Please show every line of the material below that contains the word "woman". Case counts, so only matches with the same capitalization qualify.

☆ ☆ ☆

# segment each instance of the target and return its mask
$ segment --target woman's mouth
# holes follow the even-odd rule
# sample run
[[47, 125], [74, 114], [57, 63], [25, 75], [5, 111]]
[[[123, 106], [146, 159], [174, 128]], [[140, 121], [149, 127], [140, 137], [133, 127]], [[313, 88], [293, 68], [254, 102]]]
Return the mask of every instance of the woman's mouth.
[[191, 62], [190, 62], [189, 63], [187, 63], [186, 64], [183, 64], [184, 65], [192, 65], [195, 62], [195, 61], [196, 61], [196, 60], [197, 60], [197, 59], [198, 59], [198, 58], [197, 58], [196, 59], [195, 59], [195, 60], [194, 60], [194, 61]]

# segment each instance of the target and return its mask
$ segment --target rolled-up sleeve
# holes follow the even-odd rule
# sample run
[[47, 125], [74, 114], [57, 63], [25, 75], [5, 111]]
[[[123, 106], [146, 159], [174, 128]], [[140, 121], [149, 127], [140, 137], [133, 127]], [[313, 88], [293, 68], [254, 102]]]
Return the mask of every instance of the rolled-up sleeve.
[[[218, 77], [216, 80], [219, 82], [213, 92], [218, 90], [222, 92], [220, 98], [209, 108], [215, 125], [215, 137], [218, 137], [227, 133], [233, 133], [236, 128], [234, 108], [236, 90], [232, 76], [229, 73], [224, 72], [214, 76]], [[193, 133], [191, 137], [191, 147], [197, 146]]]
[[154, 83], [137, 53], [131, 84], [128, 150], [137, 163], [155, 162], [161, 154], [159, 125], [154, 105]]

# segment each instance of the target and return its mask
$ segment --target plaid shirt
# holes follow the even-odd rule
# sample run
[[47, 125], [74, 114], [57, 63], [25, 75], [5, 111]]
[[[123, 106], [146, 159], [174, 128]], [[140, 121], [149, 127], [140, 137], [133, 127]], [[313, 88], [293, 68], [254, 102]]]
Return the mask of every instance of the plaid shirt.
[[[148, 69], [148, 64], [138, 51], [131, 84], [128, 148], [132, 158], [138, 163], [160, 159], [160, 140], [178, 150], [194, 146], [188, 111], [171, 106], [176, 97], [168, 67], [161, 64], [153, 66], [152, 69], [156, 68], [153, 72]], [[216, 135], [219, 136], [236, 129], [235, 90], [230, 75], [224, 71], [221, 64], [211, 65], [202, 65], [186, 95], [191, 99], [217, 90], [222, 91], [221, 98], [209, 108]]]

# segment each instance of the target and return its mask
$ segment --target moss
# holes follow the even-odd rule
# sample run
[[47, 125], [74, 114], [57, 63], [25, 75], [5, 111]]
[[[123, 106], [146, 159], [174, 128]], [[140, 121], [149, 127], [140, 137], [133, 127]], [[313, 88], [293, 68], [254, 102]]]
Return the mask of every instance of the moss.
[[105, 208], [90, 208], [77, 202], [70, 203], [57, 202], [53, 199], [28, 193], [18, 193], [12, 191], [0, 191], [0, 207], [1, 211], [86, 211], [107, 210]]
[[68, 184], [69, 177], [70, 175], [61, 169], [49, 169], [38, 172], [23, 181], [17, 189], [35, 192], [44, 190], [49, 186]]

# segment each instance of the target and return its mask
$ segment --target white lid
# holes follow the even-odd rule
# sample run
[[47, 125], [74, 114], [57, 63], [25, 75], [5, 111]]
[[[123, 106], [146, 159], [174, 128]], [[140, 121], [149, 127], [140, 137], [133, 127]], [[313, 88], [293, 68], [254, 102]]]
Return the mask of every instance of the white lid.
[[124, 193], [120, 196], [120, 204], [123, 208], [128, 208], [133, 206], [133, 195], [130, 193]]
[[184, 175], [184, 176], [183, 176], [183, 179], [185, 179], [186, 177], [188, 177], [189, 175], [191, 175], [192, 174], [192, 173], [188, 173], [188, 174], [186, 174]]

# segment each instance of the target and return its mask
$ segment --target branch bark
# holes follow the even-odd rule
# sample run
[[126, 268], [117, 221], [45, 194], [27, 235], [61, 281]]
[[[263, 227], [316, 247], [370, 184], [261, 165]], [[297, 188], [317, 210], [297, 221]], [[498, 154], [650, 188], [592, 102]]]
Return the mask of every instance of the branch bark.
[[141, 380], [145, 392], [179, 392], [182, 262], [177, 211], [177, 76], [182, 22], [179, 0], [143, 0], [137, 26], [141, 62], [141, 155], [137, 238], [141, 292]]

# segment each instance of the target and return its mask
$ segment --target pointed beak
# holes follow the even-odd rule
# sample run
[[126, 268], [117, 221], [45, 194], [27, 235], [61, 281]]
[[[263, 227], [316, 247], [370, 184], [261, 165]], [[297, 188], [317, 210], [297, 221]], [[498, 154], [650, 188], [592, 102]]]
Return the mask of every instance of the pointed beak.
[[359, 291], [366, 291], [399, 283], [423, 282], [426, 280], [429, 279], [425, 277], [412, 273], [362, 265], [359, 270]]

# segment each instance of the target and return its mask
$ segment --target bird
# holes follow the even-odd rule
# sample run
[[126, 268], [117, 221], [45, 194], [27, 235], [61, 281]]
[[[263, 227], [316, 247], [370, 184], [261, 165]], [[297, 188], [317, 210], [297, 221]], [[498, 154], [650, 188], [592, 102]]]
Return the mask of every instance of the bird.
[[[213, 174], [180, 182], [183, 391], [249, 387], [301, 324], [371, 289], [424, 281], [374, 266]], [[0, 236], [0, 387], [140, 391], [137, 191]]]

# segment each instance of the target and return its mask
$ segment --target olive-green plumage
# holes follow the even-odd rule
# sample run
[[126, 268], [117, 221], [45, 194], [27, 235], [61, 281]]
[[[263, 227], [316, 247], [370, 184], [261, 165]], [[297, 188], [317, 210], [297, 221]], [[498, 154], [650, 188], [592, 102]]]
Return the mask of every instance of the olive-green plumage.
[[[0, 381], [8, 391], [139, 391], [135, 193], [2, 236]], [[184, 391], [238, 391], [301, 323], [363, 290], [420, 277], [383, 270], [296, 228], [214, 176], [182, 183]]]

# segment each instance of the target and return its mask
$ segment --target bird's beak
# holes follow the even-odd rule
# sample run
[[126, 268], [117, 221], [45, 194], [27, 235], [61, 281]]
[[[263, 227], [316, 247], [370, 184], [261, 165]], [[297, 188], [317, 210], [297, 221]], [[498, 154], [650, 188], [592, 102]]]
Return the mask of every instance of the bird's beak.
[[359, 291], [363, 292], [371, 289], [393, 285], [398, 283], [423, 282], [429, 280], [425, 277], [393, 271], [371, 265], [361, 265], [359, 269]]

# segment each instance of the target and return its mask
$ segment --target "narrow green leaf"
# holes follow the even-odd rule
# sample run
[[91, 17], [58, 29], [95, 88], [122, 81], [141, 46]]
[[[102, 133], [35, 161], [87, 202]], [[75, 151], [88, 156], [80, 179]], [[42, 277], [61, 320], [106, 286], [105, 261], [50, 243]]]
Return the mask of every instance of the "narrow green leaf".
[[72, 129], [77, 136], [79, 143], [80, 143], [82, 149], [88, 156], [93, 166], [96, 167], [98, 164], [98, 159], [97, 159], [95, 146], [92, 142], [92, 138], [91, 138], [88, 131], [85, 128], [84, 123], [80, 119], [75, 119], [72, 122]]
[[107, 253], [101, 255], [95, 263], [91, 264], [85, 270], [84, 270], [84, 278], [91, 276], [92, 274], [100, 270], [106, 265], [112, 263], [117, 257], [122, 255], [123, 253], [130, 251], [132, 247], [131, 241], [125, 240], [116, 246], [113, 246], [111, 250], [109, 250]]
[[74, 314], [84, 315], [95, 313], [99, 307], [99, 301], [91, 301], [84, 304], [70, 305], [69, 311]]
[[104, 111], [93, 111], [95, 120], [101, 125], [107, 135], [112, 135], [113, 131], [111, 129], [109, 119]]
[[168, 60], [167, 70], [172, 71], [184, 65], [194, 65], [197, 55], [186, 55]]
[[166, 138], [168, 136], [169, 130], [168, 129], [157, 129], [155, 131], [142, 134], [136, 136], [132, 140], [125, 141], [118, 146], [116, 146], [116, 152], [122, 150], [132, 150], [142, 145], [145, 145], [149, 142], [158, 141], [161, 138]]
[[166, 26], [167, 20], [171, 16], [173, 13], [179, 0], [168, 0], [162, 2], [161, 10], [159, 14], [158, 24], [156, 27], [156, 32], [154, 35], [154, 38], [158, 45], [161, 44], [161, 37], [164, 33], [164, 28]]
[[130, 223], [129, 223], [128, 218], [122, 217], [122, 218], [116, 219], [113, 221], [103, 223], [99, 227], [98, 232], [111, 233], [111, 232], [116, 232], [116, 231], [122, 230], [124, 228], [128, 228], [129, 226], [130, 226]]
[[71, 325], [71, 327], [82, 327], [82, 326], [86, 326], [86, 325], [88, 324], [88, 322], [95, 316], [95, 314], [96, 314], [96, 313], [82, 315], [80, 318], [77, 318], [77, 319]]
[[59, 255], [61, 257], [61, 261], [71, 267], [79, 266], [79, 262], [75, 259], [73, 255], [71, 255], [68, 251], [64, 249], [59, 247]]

☆ ☆ ☆

### Task solution
$ segment --target woman's mouth
Return the mask of every instance of the woman's mouth.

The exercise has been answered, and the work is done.